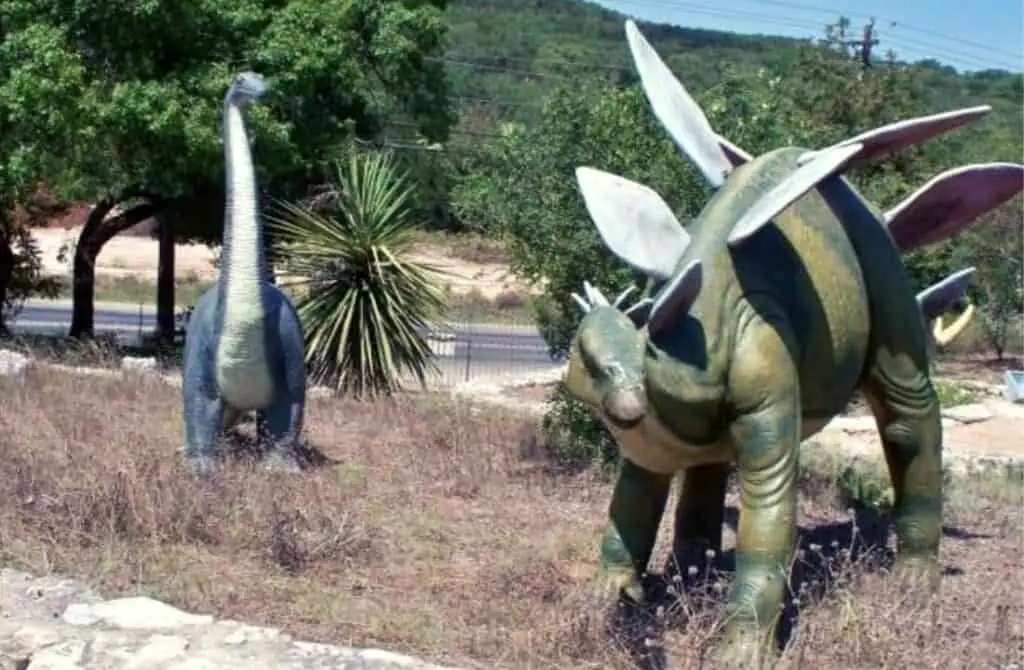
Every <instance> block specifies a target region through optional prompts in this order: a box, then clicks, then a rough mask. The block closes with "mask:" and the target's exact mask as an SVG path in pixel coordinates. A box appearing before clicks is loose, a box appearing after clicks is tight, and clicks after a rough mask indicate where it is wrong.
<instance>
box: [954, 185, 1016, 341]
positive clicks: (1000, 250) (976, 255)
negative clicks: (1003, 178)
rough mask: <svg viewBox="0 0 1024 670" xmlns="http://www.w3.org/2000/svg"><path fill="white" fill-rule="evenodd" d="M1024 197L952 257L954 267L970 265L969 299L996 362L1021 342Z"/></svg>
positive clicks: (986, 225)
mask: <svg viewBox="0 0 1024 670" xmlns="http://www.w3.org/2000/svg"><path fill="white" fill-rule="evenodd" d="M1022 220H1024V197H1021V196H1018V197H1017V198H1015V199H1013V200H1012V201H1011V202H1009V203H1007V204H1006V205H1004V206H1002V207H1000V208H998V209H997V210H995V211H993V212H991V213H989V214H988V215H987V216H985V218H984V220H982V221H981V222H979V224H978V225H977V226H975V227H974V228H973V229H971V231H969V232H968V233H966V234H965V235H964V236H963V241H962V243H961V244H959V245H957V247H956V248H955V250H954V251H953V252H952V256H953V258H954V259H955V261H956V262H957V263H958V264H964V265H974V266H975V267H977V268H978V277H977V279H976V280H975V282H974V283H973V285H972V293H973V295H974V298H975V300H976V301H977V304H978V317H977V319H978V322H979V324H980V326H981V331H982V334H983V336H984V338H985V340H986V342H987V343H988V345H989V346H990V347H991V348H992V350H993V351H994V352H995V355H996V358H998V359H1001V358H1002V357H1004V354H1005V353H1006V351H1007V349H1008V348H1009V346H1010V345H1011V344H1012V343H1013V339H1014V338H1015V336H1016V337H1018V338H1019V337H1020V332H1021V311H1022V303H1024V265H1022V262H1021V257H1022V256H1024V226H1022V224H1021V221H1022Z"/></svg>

DIRECTIVE ▸ Update the data by replacing every "rough mask" with "coarse mask" and changing nothing else. Leave the picture out of your answer.

REPLY TO THE EXERCISE ▸
Every <instance> block specifies a target region through optional prompts in this order: a box, then clicks, then a coarse mask. The block closes with "mask:" and the target's exact mask as an SVG path in pixel coordinates. A box appearing before clicks is loose, a box appearing after clicks is tight, and clicks after a coarse mask indicate where it is wrong.
<instance>
box: [954, 185, 1016, 341]
positive clicks: (1000, 250) (976, 255)
negative clicks: (1003, 178)
coarse mask: <svg viewBox="0 0 1024 670" xmlns="http://www.w3.org/2000/svg"><path fill="white" fill-rule="evenodd" d="M1024 197L952 257L954 267L970 265L969 299L996 362L1021 342Z"/></svg>
positive clicks: (986, 225)
mask: <svg viewBox="0 0 1024 670" xmlns="http://www.w3.org/2000/svg"><path fill="white" fill-rule="evenodd" d="M1022 220H1024V197H1021V196H1018V197H1017V198H1015V199H1013V200H1012V201H1011V202H1009V203H1007V204H1006V205H1004V206H1002V207H1000V208H998V209H997V210H995V211H993V212H991V213H989V214H988V215H987V216H985V218H984V220H982V221H981V222H979V224H978V225H977V226H975V227H974V228H973V229H971V231H969V232H968V233H966V234H965V235H964V236H963V241H962V243H961V244H959V245H957V247H956V248H955V250H954V251H953V252H952V256H953V258H954V259H955V261H956V262H957V263H958V264H964V265H974V266H975V267H977V268H978V277H977V279H976V280H975V282H974V283H973V285H972V293H973V295H974V298H975V300H976V301H977V304H978V317H977V319H978V322H979V324H980V326H981V331H982V334H983V336H984V338H985V340H986V342H987V343H988V345H989V346H990V347H991V348H992V350H993V351H994V352H995V355H996V358H998V359H1001V358H1002V357H1004V354H1005V353H1006V351H1007V349H1008V348H1009V346H1010V345H1011V344H1012V343H1013V339H1014V338H1015V336H1016V337H1018V338H1019V337H1020V332H1021V311H1022V303H1024V265H1022V262H1021V257H1022V256H1024V226H1022V224H1021V221H1022Z"/></svg>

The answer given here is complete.